| Task A |
According to the text on disability benefits, what did applicants always have to provide to be awarded DLA?
| Task B |
Carry on the text on disability benefits from the point where it stops.

| Text excerpt |
--------------------------------------------------
I will say it again: DLA was never awarded on self-assessment alone: you always had to provide written medical evidence from your doctor. They always had the option of sending their own DWP medical assessors – which they frequently did – and they always had the option to contact your GP and converse with them, which as far as I can tell, they didn’t.

It was only in cases of severe and irreversible disability that they didn’t constantly reassess. This seems like a good use of the taxpayer’s money, not a bad one.

And remember, DLA is a benefit to help disabled people with the extra costs of everyday living. it is not an out-of-work benefit: indeed, many people use their DLA to put towards hiring a car so that they can get to work more easily. (This is the motorbility scheme: not quite the same as saying ‘disabled people get a free car’).

So what has changed?


The biggest change is the descriptors for who qualifies as disabled.

Can’t cook a meal for yourself? Under DLA: disabled. Under PIP? Not disabled. No benefit.
Can’t walk more than 100 metres? Under DLA: disabled. Under PIP? Not disabled. No benefit.

And what of the claims that the government want to help the most needy?

What this means is that they will continue to give the benefit – the same amount of money, not an increased amount – to those who can’t walk more than 20 metres.
--------------------------------------------------
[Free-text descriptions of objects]

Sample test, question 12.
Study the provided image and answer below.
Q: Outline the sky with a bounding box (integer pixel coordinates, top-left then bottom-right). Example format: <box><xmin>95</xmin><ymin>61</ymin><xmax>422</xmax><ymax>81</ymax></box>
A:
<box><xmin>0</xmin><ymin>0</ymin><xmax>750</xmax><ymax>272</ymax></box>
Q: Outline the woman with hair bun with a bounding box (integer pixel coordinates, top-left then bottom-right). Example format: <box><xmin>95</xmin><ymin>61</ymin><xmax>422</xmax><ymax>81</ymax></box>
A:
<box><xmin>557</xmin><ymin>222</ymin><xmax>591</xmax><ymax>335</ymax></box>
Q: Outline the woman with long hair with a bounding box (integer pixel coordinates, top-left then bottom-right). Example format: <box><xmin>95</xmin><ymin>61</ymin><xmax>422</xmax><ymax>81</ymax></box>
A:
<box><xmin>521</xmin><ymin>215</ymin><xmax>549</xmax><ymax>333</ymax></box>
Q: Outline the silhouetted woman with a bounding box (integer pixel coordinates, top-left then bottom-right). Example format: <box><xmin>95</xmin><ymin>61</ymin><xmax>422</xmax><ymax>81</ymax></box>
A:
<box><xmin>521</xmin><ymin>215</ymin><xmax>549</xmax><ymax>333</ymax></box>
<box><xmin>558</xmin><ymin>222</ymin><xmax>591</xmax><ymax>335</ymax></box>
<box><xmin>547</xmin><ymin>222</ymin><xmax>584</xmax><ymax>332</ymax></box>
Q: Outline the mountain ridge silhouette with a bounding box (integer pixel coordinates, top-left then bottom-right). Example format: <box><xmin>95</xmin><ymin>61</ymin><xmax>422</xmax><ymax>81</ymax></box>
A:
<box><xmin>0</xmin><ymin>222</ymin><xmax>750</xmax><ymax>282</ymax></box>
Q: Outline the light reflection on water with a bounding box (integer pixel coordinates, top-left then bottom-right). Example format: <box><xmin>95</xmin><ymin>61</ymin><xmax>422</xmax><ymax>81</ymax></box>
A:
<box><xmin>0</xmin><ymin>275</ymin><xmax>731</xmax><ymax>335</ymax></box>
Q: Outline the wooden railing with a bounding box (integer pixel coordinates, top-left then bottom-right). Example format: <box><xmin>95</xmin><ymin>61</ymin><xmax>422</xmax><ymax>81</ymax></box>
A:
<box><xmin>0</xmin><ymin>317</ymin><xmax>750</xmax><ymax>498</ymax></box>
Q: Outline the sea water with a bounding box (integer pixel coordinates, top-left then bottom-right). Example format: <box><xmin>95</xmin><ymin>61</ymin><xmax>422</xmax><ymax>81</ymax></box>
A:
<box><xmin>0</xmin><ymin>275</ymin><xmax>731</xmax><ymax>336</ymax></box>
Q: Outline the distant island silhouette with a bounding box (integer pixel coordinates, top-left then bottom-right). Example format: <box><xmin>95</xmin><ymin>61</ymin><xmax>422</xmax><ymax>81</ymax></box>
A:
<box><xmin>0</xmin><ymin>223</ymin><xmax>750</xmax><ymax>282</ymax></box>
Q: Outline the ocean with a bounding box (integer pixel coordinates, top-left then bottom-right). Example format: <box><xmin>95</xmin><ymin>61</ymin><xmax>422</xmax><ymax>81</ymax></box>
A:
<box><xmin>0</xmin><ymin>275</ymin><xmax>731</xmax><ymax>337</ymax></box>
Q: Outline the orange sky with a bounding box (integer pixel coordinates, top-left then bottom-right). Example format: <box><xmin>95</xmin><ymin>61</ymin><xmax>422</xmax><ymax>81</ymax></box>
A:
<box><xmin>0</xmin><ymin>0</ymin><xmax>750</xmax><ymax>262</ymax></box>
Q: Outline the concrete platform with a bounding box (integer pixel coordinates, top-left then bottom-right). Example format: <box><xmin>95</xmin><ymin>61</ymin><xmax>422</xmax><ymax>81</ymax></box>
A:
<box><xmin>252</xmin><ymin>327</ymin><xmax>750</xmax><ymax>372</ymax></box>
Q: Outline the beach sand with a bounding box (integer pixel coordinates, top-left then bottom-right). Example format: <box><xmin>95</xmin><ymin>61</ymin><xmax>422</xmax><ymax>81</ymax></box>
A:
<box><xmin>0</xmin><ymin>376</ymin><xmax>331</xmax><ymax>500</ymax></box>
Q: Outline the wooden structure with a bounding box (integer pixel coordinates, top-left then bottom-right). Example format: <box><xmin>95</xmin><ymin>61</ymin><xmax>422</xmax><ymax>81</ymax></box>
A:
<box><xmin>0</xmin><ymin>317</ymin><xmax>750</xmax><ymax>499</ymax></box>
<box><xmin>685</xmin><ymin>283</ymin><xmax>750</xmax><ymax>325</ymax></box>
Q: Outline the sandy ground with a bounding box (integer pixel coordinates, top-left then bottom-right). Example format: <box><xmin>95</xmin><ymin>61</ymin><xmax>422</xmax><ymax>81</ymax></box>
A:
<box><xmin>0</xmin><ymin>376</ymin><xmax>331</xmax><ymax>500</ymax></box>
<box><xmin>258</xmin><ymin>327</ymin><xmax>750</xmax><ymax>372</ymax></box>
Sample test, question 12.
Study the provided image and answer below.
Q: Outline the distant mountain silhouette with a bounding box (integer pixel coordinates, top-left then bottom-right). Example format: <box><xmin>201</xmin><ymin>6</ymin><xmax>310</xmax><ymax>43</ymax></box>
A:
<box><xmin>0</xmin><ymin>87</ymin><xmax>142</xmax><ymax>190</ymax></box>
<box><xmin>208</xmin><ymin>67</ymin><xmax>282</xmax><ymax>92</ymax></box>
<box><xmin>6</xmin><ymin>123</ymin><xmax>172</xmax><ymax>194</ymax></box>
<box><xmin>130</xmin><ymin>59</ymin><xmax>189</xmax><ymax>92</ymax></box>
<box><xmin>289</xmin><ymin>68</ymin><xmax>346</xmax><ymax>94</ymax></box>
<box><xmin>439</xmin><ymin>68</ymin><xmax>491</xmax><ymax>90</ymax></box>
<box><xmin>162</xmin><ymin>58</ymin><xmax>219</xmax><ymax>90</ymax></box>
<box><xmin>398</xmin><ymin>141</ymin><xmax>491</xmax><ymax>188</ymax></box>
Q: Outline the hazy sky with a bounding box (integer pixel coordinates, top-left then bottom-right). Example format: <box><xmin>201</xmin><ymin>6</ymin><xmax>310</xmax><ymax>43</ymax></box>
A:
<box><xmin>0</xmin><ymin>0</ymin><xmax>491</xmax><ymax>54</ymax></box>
--------------------------------------------------
| Written answer A |
Written medical evidence from their doctor.

| Written answer B |
But to all those who can only walk 100 metres (From a non-disabled space in the car park to the supermarket, but not inside the supermarket, and not the return journey to the car) – no help.

All those who can only walk 51 metres (from your front door, across the other side of the road and back again) – no help.

All those who can walk only 25 metres (from your front door, across the other side of the road, but not back again) – benefit cut in half.

All those who are too ill to cook a meal for themselves – no help.

The government will give support to those who can’t walk 20 metres, this is true.

But only if you come, once a year or so, to an assessment centre that may or may not have disabled access, run by an organisation (Atos) that has secret targets to keep the payouts as low as possible, (yet no penalty if their decision is found to be wrong at tribunal). You will then be seen for 30 minutes or so by a nurse or Occupational Therapist (doctors are expensive so kept to a minimum), who may have no knowledge whatsoever about your particular condition and the complexities of it. You better hope you look ill on the day.

It will mean a continual fear of not knowing whether you will get your money.

It will mean that the most vulnerable in our society will feel sick to their stomach every time that brown envelope comes in.

It will mean a cut of £2bn on disability allowance, but an increase of almost £1bn to pay Atos to administrate these changes.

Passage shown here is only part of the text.